[Data]

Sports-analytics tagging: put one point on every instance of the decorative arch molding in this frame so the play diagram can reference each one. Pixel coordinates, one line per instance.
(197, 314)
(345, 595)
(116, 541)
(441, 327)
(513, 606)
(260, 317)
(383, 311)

[/Data]

**Exercise instructions**.
Every line of the data must be written out again word for word.

**Output**.
Sports-analytics tagging: put one point on every instance of the decorative arch molding in this frame so the play diagram can reference each one. Pixel coordinates, one line per instance.
(197, 314)
(345, 595)
(116, 541)
(441, 327)
(513, 606)
(260, 317)
(383, 311)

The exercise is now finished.